■ Short problem ■
Retype the material that follows, keeping every word as it is.

■ Coordinate labeling data ■
>>>>>

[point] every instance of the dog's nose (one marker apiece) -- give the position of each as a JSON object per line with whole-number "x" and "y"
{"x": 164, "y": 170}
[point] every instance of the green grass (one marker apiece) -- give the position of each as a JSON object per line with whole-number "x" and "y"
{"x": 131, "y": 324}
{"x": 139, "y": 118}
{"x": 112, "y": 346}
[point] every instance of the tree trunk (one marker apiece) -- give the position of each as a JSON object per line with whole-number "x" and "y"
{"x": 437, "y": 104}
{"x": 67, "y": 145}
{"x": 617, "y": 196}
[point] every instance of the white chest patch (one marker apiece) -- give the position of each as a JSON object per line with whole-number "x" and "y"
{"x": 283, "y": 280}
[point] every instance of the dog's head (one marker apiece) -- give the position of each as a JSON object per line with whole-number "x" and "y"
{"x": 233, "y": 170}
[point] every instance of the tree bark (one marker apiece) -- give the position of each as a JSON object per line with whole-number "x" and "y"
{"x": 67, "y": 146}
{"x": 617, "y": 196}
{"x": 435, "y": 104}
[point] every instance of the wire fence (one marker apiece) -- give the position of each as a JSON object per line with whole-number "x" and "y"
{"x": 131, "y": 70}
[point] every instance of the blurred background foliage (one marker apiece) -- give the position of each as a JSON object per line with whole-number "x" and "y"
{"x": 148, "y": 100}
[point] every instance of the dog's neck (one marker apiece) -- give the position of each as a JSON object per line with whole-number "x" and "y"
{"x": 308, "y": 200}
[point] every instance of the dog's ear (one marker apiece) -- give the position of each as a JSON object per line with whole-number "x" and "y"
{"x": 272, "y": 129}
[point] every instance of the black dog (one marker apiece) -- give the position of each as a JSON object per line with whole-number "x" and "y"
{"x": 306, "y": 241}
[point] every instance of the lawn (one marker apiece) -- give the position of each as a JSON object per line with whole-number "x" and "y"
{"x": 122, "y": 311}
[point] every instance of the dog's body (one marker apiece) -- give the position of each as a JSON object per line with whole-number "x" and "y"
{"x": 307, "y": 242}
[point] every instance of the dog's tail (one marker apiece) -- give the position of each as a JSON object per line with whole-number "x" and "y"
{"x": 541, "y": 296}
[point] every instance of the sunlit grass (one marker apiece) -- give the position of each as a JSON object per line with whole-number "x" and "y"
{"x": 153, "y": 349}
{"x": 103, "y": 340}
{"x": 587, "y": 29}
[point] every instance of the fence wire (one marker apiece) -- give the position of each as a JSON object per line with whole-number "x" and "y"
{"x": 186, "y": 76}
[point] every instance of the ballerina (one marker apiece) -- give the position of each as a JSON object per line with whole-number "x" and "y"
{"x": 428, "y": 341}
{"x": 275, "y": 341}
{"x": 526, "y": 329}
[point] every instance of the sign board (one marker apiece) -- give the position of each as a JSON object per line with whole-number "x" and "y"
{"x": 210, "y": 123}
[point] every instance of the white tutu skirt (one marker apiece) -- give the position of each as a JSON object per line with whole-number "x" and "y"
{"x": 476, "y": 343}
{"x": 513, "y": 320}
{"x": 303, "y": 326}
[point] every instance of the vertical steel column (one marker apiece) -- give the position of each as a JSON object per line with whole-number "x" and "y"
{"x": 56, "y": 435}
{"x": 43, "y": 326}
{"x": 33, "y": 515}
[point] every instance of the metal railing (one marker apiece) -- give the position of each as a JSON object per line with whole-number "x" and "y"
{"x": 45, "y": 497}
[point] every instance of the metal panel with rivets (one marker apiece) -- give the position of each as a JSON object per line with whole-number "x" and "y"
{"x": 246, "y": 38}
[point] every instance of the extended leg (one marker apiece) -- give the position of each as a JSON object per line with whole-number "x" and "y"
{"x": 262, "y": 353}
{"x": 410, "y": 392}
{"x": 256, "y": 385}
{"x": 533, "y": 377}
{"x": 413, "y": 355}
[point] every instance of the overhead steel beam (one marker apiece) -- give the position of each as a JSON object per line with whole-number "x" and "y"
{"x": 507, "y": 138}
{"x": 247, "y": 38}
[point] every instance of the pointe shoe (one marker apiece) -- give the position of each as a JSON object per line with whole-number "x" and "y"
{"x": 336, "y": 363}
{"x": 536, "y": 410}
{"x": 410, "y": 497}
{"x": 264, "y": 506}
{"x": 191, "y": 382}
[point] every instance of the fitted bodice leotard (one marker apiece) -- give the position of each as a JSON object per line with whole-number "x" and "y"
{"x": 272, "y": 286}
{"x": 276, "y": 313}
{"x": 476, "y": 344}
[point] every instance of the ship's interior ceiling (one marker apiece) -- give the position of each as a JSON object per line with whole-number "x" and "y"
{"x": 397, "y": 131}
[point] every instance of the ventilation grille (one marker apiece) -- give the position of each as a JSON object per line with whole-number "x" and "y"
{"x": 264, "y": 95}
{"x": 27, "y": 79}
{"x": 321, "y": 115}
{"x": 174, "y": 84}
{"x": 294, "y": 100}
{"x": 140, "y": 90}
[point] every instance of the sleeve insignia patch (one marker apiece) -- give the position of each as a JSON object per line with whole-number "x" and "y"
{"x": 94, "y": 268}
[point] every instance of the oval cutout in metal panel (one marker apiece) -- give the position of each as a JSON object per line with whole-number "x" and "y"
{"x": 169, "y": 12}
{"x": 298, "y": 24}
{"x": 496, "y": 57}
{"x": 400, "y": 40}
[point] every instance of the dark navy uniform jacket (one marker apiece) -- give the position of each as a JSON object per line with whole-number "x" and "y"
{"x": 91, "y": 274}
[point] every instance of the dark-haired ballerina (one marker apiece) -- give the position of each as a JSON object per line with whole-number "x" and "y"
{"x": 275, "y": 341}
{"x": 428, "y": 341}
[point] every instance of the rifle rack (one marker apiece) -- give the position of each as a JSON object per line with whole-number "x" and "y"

<<<<<

■ Reply ■
[point] every instance of the dog's nose (one marker apiece) -- give the position of each as a JSON object per line with whole-number "x" and "y"
{"x": 164, "y": 170}
[point] every instance of the green grass (one marker apiece) -- give the position of each as a JSON object per line with whole-number "x" and "y"
{"x": 131, "y": 324}
{"x": 139, "y": 118}
{"x": 112, "y": 346}
[point] every instance of the tree trunk (one marker apiece) -- give the position of each as a JSON object per line with whole-number "x" and "y"
{"x": 437, "y": 104}
{"x": 67, "y": 145}
{"x": 617, "y": 196}
[point] every instance of the white chest patch (one marker apiece) -- give the position of each as a JSON object per line with whole-number "x" and "y"
{"x": 283, "y": 280}
[point] every instance of the dog's head (one marker apiece) -- give the position of each as a JSON object per line with whole-number "x" and "y"
{"x": 233, "y": 170}
[point] every instance of the tree bark (one marker apiece) -- give the position of each as a JSON object per line with whole-number "x" and "y"
{"x": 67, "y": 146}
{"x": 617, "y": 196}
{"x": 435, "y": 104}
[point] every instance of the wire fence (one marker apiece) -- give the position of each as a JSON object per line with whole-number "x" and "y"
{"x": 131, "y": 70}
[point] every instance of the blurred background foliage (one marker apiece) -- give the position of each as a JSON object per line with whole-number "x" and "y"
{"x": 148, "y": 100}
[point] every instance of the dog's neck (one marker apiece) -- give the position of each as a JSON object per line with whole-number "x" and "y"
{"x": 308, "y": 200}
[point] every instance of the dog's ear (one marker apiece) -- give the position of each as a JSON object per line with whole-number "x" and "y"
{"x": 272, "y": 129}
[point] every instance of the black dog (one marker apiece) -- give the position of each as a JSON object per line with whole-number "x" and "y"
{"x": 306, "y": 241}
[point] every instance of the lawn (one marker apiece) -- give the position of each as a JSON object per line with whole-number "x" and "y"
{"x": 122, "y": 311}
[point] every instance of the dog's body (one marker apiece) -- give the position of each as a JSON object per line with whole-number "x" and "y"
{"x": 307, "y": 242}
[point] every instance of the dog's tail (one marker apiece) -- give the position of each as a JSON object per line with whole-number "x" and "y"
{"x": 541, "y": 296}
[point] every instance of the sunlit grass (one marker apiece) -- give the position of each as a JSON object per line with whole-number "x" and "y"
{"x": 153, "y": 349}
{"x": 103, "y": 340}
{"x": 587, "y": 29}
[point] every instance of the fence wire (one marker apiece) -- give the position of each as a JSON object per line with whole-number "x" and "y"
{"x": 186, "y": 76}
[point] every instance of the ballerina (one marker apiece) -- give the position of each as a JSON object per line with whole-number "x" and "y"
{"x": 428, "y": 341}
{"x": 275, "y": 341}
{"x": 526, "y": 329}
[point] every instance of the sign board (one marker apiece) -- give the position of each as a JSON object per line with whole-number "x" and "y"
{"x": 210, "y": 123}
[point] every instance of the white tutu skirt (one marker apiece) -- give the position of each as a JSON object per line with whole-number "x" and "y"
{"x": 476, "y": 343}
{"x": 513, "y": 320}
{"x": 303, "y": 326}
[point] every instance of the vertical steel column (one marker apiece) -- give the position of each as a JSON object per line with whole-number "x" and "y"
{"x": 56, "y": 435}
{"x": 43, "y": 326}
{"x": 33, "y": 515}
[point] every instance of the metal railing (one marker apiece) -- give the position of each as a JSON object per line with whole-number "x" and "y"
{"x": 45, "y": 497}
[point] every instance of the metal panel with rivets (one marker apiece) -- give the position of each as a JSON object per line with whole-number "x" and "y"
{"x": 246, "y": 38}
[point] every instance of the extended leg (one marker apiece) -- give the position of each as a JSON object per line with whole-number "x" and "y"
{"x": 262, "y": 353}
{"x": 410, "y": 392}
{"x": 256, "y": 385}
{"x": 533, "y": 377}
{"x": 413, "y": 355}
[point] every instance of the overhead steel beam (one marker apiece) -- give the position of each as a JSON object per line with whole-number "x" and "y"
{"x": 507, "y": 138}
{"x": 247, "y": 38}
[point] every instance of the pointe shoe (one marker apiece) -- give the position of each as a JSON object per line with whole-number "x" and "y"
{"x": 336, "y": 363}
{"x": 536, "y": 410}
{"x": 410, "y": 497}
{"x": 264, "y": 506}
{"x": 191, "y": 382}
[point] every instance of the fitted bodice leotard (one marker apiece) -- give the position of each as a JSON object per line with whole-number "x" and "y"
{"x": 272, "y": 286}
{"x": 276, "y": 313}
{"x": 476, "y": 344}
[point] every instance of the ship's interior ceiling (one marker apiece) -- give the position of each as a JSON object per line with whole-number "x" and "y"
{"x": 397, "y": 131}
[point] every instance of the ventilation grille (one marker apiece) -- give the position of each as a JSON object per line with whole-number "x" and "y"
{"x": 264, "y": 95}
{"x": 27, "y": 79}
{"x": 321, "y": 115}
{"x": 174, "y": 84}
{"x": 294, "y": 100}
{"x": 140, "y": 90}
[point] every instance of the sleeve insignia patch (one marker apiece) -- give the position of each as a JSON object per line with whole-number "x" and "y"
{"x": 94, "y": 268}
[point] every instance of the oval cutout in metal panel (one marker apiece) -- give the position of each as a JSON object per line with whole-number "x" and "y"
{"x": 169, "y": 12}
{"x": 298, "y": 24}
{"x": 496, "y": 57}
{"x": 400, "y": 40}
[point] every instance of the dark navy uniform jacket (one marker apiece) -- give the position of each as a JSON object per line with whole-number "x" and "y"
{"x": 91, "y": 274}
[point] every instance of the dark-haired ballerina (one marker apiece) -- give the position of each as a JSON object per line with whole-number "x" and "y"
{"x": 275, "y": 341}
{"x": 428, "y": 341}
[point] every instance of the rifle rack (one marker apiece) -- give the position of each as a JSON object per line with whole-number "x" and "y"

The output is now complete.